** begin Dataset extract **

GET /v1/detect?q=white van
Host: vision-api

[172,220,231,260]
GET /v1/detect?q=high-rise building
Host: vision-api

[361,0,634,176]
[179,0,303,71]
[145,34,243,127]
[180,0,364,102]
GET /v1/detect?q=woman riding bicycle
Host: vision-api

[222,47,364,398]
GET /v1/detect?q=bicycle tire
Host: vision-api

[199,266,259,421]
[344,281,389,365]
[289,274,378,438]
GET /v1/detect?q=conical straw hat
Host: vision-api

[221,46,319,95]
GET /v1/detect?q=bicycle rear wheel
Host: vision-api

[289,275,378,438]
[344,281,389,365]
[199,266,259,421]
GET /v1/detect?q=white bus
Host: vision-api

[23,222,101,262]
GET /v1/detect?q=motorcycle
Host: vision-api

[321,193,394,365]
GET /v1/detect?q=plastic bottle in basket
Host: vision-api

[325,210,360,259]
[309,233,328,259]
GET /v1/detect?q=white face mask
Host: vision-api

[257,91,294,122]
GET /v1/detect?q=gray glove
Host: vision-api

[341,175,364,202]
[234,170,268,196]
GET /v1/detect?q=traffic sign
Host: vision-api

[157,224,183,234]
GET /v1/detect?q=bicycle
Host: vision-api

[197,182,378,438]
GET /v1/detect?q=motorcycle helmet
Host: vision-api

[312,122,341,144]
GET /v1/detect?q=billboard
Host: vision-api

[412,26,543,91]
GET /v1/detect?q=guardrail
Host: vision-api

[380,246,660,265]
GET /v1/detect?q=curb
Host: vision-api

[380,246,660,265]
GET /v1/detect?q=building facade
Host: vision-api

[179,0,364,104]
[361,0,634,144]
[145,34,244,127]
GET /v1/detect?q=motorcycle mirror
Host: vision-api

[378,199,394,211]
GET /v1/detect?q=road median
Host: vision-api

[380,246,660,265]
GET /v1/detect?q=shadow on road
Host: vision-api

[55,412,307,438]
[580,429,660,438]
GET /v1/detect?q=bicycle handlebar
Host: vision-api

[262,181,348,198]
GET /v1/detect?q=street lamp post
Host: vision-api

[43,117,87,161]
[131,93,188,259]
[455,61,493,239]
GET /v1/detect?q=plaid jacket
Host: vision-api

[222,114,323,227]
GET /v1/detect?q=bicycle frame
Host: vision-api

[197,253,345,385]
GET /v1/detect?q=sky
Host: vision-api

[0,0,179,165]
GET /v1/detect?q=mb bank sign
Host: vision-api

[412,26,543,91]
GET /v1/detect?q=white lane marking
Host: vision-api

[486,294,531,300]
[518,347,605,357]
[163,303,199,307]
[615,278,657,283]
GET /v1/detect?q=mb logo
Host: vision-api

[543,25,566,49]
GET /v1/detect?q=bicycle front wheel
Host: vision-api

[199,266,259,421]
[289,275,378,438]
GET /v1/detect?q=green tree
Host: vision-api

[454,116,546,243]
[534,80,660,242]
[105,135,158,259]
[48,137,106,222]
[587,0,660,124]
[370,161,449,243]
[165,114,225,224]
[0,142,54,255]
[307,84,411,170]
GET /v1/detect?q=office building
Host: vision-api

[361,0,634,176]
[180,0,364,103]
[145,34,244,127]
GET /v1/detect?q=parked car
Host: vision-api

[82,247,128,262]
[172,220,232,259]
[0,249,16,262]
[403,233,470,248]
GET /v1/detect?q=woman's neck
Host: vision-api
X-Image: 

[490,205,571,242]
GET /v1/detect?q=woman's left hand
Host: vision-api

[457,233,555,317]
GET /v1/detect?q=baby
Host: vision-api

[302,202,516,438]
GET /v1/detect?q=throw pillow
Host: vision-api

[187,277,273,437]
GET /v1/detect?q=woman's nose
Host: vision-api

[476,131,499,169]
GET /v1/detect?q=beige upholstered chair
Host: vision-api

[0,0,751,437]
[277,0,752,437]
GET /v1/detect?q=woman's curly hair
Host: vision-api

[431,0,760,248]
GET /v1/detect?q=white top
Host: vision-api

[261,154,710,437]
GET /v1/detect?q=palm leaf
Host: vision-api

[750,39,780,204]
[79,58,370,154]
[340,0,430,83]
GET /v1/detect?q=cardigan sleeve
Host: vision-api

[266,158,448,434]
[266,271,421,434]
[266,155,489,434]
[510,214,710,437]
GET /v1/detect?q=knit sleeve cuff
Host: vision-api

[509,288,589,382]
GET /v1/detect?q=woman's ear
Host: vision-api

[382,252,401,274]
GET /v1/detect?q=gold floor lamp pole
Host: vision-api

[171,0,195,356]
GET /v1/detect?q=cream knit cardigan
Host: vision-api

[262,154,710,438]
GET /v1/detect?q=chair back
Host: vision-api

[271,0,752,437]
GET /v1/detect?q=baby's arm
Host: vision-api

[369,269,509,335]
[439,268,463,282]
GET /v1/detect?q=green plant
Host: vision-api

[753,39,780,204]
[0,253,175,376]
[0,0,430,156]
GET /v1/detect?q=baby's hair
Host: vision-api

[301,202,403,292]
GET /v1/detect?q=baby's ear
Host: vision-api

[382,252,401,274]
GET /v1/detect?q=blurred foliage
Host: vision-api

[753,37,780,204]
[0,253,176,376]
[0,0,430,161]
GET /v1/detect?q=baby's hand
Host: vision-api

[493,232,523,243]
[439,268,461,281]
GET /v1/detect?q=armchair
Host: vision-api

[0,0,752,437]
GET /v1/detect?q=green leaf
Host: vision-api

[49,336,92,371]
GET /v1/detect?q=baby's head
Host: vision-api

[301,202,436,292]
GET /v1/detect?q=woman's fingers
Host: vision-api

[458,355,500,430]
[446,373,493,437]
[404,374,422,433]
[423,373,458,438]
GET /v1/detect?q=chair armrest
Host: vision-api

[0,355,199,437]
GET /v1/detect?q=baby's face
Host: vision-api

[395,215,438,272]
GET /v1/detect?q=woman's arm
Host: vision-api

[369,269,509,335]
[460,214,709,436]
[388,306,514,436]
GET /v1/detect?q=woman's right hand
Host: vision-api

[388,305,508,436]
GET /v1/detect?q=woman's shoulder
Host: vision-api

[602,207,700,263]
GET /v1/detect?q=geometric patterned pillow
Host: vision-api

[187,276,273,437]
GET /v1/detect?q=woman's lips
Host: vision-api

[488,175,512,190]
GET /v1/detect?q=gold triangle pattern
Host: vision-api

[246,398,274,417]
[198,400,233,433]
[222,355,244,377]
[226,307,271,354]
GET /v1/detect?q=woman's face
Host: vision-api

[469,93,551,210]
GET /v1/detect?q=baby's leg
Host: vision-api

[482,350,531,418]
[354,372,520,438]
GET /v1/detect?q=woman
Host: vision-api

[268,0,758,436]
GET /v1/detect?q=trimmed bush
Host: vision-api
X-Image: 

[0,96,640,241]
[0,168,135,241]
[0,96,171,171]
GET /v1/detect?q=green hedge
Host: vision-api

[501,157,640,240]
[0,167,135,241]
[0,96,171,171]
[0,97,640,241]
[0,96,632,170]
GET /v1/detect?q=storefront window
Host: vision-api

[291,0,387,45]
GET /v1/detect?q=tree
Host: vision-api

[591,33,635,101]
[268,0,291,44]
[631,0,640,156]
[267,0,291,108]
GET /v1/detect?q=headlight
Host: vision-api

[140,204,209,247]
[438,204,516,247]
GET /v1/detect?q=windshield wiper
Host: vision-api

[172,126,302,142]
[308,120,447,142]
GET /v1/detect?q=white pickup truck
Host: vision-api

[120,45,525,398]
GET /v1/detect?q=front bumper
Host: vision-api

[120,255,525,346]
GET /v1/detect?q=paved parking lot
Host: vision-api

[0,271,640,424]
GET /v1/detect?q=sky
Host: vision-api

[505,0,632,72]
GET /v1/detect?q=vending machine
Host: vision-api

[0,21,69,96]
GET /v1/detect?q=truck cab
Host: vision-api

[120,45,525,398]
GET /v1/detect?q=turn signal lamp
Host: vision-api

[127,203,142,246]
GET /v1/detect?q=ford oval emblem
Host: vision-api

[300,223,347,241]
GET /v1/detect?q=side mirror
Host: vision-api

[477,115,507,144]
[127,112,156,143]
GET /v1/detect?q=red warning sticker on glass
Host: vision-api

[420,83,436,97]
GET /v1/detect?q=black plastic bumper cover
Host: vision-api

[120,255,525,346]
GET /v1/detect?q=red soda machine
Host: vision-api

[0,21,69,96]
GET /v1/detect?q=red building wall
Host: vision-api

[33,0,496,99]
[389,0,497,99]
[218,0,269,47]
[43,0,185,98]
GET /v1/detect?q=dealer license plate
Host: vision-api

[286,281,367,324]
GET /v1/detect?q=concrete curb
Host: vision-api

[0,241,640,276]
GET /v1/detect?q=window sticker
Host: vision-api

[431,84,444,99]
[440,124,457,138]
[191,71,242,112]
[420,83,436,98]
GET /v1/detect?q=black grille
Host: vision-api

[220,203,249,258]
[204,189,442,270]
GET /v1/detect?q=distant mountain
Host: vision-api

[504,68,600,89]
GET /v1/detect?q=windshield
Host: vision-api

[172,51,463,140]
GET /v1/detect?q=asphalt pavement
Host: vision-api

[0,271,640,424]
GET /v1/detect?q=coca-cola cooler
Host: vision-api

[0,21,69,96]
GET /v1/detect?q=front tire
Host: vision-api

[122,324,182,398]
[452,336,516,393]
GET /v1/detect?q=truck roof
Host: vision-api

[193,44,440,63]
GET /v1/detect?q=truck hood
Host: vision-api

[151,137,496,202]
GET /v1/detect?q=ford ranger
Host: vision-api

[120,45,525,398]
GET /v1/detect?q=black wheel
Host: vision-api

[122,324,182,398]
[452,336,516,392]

** end Dataset extract **

What the task asks.
Reproduce the entries from the first line through the line with "[157,224,183,234]", requests included. Shift every bounding-box coordinate in the answers by -13.

Answer to the task.
GET /v1/detect?q=white van
Host: vision-api

[159,207,218,247]
GET /v1/detect?q=high-rise building
Host: vision-api

[348,-13,621,163]
[166,-13,290,58]
[132,21,230,114]
[167,-13,351,89]
GET /v1/detect?q=woman riding bicycle
Host: vision-api

[209,34,351,385]
GET /v1/detect?q=bicycle tire
Host: vision-api

[186,253,246,408]
[331,268,376,352]
[276,261,365,425]
GET /v1/detect?q=conical straw hat
Host: vision-api

[208,33,306,82]
GET /v1/detect?q=bicycle rear wheel
Host: vision-api

[276,262,365,425]
[331,268,376,352]
[186,253,246,408]
GET /v1/detect?q=white bus
Host: vision-api

[10,209,88,249]
GET /v1/detect?q=motorcycle
Host: vision-api

[308,180,381,352]
GET /v1/detect?q=plastic bottle in basket
Host: vision-api

[312,197,347,246]
[296,220,315,246]
GET /v1/detect?q=white face mask
Host: vision-api

[244,78,281,109]
GET /v1/detect?q=gray glove
Host: vision-api

[328,162,351,189]
[221,157,255,183]
GET /v1/detect?q=traffic sign
Host: vision-api

[144,211,170,221]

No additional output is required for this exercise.